Source document:
____

This Section 4.3 will control all agreements with respect to the Loan between
Maker and Payee.

         4.4     Use of Funds.  Maker hereby warrants, represents and covenants
that no funds disbursed hereunder shall be used for personal, family or
household purposes.

         4.5     Unconditional Payment.  Maker is and shall be obligated to pay
principal, interest and any and all other amounts that become payable hereunder
or under the other Loan Documents absolutely and unconditionally and without
any abatement, postponement, diminution or deduction and without any reduction
for counterclaim or setoff.  In the event that at any time any payment received
by Payee hereunder shall be deemed by a court of competent jurisdiction to have
been a voidable preference or fraudulent conveyance under any bankruptcy,
insolvency or other debtor relief law, then the obligation to make such payment
shall survive any cancellation or satisfaction of this Note or return thereof
to Maker and shall not be discharged or satisfied with any prior payment
thereof or cancellation of this Note, but shall remain a valid and binding
obligation enforceable in accordance with the terms and provisions hereof, and
such payment shall be immediately due and payable upon demand.

         4.6     Governing Law.  THIS NOTE SHALL BE INTERPRETED, CONSTRUED AND
ENFORCED ACCORDING TO THE LAWS OF THE STATE IN WHICH THE MORTGAGED PROPERTY IS
LOCATED.

____

Supplied material:

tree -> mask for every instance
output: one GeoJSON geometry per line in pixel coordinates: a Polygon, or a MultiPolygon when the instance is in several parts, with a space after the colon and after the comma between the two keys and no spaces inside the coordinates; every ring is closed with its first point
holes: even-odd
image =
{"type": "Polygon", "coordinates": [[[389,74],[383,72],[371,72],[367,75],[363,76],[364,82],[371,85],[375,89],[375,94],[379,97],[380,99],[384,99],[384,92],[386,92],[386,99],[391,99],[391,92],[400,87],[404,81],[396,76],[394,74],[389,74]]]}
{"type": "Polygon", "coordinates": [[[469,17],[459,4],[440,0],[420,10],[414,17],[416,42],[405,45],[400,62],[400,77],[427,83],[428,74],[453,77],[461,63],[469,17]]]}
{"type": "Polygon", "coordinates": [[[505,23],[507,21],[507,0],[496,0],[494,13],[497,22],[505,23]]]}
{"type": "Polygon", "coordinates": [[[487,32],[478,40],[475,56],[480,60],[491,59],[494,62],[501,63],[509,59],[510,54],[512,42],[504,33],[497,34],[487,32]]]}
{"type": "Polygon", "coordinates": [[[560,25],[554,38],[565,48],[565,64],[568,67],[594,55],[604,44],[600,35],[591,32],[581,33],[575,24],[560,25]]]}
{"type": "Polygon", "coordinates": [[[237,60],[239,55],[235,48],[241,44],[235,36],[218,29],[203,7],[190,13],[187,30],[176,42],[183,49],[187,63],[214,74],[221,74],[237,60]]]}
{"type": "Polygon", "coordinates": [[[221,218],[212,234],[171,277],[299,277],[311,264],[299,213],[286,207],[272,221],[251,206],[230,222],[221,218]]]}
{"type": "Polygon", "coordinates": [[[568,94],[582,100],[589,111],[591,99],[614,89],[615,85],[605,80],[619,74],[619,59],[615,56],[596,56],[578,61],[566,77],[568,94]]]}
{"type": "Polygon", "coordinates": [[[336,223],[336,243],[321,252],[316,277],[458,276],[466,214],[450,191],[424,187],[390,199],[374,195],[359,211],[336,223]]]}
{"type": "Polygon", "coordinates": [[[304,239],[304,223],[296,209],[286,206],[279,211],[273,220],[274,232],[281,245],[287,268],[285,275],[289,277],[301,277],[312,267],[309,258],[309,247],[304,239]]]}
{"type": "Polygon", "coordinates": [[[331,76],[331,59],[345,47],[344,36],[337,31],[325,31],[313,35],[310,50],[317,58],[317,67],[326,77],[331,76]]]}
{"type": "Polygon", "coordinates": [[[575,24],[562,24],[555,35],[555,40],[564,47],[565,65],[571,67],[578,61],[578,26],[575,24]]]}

____

Parts of the exercise:
1: Answer these questions from the loan note excerpt:
(a) Under Section 4.4, for what purposes must disbursed funds not be used?
(b) Under Section 4.6, the laws of which state govern the Note?
(c) Under Section 4.5, when is a payment that a court deems a voidable preference due?
2: Quote the loan note excerpt from "This Section 4.3" to "household purposes.".
The entries have no connection to the loan note excerpt.

Responses:
1:
(a) Personal, family or household purposes.
(b) The state in which the mortgaged property is located.
(c) It is immediately due and payable upon demand.

2:
This Section 4.3 will control all agreements with respect to the Loan between
Maker and Payee.

         4.4     Use of Funds.  Maker hereby warrants, represents and covenants
that no funds disbursed hereunder shall be used for personal, family or
household purposes.